--- BEGIN Text block ---

The most intriguing aspect of Nugan Hand Bank was the list of Yankees who were in on the scam. Theodore Shackley, Richard Secord, Thomas Clines, and Edwin Wilson played peripheral roles, while Gen. Edwin Black ran the Nugan Hand Hawaii office, Gen. Erle Cocke ran the Washington office, Gen. LeRoy Manor ran the Philippine office, Colby was their lawyer, former CIA deputy director Walter McDonald was a consultant, Adm. Earl Yates was president of Nugan Hand, and Robert Jantzen, a former CIA station chief in Thailand, got out of Nugan Hand when he smelled drugs. He needn't have bothered; apart from Kwitny's Wall Street Journal articles in 1982, Nugan Hand received little coverage and no official interest in the U.S., perhaps because evidence was lacking that it was a direct CIA proprietary.


LeBor, Adam. Hitler's Secret Bankers: The Myth of Swiss Neutrality During the Holocaust. Secaucus NJ: Birch Lane Press (Carol Publishing Group), 1997. 261 pages.

In the early 1990s, the World Jewish Restitution Organization and the World Jewish Congress, with help from U.S. Senator Alfonse D'Amato, put pressure on Switzerland to compensate holocaust victims for stolen money and property that the Nazis had deposited in Swiss banks. Other wartime Jews opened accounts in Switzerland at the first hint of trouble ahead, but for years Swiss bankers demanded death certificates from surviving heirs before releasing assets, even though no such certificates were issued at Auschwitz.

--- END Text block ---
--- BEGIN Recorded data ---

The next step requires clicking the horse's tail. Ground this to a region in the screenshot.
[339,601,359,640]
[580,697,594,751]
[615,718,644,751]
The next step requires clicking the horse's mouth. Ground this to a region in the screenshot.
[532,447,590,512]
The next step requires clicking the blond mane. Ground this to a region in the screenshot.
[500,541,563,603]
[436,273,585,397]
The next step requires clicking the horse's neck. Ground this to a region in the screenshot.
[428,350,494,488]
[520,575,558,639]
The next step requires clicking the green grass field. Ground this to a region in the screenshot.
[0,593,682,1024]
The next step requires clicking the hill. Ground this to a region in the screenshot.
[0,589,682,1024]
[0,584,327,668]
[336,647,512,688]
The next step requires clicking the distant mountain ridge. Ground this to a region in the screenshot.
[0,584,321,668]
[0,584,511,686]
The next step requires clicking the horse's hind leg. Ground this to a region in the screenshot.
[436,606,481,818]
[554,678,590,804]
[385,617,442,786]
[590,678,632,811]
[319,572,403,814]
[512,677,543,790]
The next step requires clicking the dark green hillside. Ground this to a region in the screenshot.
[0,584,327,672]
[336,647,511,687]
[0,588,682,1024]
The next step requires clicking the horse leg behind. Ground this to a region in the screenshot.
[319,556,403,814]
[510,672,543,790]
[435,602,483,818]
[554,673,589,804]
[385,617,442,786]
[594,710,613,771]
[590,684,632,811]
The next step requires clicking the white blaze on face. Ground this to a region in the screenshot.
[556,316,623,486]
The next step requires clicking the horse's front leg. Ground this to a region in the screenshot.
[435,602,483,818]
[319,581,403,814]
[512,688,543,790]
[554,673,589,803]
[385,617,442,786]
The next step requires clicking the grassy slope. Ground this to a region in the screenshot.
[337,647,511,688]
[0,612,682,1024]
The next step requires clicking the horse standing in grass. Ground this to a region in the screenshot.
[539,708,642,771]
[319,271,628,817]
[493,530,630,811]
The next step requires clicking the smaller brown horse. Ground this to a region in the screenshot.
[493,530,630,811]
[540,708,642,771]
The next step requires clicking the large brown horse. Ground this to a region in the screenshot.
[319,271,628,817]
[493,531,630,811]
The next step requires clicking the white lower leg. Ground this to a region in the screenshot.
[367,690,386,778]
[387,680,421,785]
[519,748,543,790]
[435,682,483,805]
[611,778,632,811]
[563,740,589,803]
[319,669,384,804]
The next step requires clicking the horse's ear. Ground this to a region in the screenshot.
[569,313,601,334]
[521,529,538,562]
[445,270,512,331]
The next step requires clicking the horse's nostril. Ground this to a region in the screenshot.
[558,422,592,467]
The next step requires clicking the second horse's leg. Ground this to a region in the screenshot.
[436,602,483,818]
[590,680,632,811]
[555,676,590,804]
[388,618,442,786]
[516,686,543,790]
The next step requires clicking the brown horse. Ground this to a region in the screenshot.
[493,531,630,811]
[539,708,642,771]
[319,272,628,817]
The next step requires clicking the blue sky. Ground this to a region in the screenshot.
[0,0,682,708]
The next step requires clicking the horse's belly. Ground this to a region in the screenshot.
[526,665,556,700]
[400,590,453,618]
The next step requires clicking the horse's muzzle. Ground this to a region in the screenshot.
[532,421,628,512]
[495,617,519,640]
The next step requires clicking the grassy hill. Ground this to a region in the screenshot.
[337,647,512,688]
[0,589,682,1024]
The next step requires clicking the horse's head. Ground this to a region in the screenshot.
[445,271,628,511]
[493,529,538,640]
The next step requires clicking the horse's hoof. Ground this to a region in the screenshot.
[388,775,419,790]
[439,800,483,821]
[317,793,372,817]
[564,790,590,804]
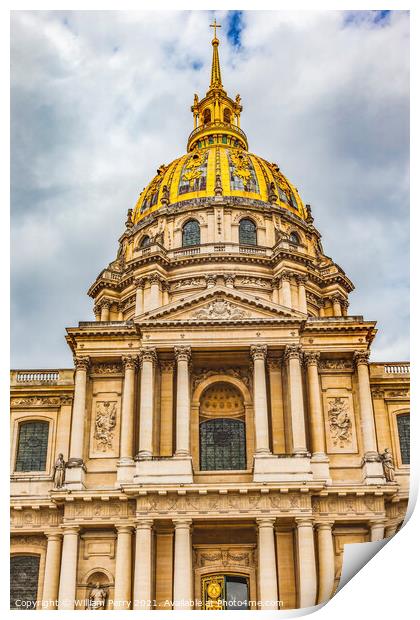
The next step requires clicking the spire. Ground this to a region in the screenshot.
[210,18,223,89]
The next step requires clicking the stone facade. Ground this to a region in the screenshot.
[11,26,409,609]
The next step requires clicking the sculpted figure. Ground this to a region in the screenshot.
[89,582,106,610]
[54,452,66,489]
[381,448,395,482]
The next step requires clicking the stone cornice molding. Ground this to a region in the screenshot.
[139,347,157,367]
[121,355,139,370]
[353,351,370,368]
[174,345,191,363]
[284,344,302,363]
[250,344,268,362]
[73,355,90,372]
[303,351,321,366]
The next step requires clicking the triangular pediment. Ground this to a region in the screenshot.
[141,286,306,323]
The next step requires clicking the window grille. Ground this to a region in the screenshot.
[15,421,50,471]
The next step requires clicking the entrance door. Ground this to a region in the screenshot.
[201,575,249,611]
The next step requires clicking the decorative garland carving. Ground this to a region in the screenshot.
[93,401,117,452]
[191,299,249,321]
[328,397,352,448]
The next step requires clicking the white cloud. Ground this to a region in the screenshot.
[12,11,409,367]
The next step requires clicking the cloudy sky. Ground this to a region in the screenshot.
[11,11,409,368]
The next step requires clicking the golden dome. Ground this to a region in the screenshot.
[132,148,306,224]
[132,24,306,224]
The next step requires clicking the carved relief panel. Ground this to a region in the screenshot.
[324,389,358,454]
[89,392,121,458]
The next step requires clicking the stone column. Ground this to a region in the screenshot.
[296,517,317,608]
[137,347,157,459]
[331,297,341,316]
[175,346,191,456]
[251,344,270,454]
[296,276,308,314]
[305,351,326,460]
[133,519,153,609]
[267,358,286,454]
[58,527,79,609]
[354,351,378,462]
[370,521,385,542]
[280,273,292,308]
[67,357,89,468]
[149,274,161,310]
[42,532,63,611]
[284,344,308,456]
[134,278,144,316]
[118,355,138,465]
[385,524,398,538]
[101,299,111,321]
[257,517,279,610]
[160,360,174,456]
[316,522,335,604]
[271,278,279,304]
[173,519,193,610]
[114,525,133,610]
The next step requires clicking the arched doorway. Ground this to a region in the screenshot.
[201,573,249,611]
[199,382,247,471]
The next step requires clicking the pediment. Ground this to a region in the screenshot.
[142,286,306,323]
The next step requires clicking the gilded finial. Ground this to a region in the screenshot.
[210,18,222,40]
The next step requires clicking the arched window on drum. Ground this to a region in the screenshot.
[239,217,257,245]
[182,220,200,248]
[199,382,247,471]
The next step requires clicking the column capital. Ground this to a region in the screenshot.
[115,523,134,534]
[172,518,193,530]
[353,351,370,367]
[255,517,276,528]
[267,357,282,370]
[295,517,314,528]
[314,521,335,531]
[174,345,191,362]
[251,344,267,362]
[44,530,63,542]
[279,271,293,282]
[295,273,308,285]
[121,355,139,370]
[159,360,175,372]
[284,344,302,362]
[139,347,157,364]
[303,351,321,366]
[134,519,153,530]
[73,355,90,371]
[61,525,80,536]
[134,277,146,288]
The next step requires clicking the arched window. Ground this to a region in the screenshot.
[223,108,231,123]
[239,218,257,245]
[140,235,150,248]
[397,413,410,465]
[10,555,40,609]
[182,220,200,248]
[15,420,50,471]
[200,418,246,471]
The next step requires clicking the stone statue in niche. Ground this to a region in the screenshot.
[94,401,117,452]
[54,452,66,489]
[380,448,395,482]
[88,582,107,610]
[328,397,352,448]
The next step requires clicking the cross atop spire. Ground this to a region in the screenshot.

--- END Recorded data ---

* _Stated goal 1_:
Check (a), (b), and (c) against the banking text, answering yes or no for each with the text's deciding words quoted exactly: (a) Adm. Earl Yates was president of Nugan Hand. (b) Gen. LeRoy Manor ran the Washington office of Nugan Hand. (c) Swiss bankers released assets to surviving heirs without asking for death certificates.
* _Stated goal 2_:
Please repeat the banking text word for word between "LeBor, Adam. Hitler's" and "1997. 261 pages.", inclusive.

* _Full response 1_:
(a) Yes: "Adm. Earl Yates was president of Nugan Hand"
(b) No: "Gen. Erle Cocke ran the Washington office, Gen. LeRoy Manor ran the Philippine office"
(c) No: "for years Swiss bankers demanded death certificates from surviving heirs before releasing assets"

* _Full response 2_:
LeBor, Adam. Hitler's Secret Bankers: The Myth of Swiss Neutrality During the Holocaust. Secaucus NJ: Birch Lane Press (Carol Publishing Group), 1997. 261 pages.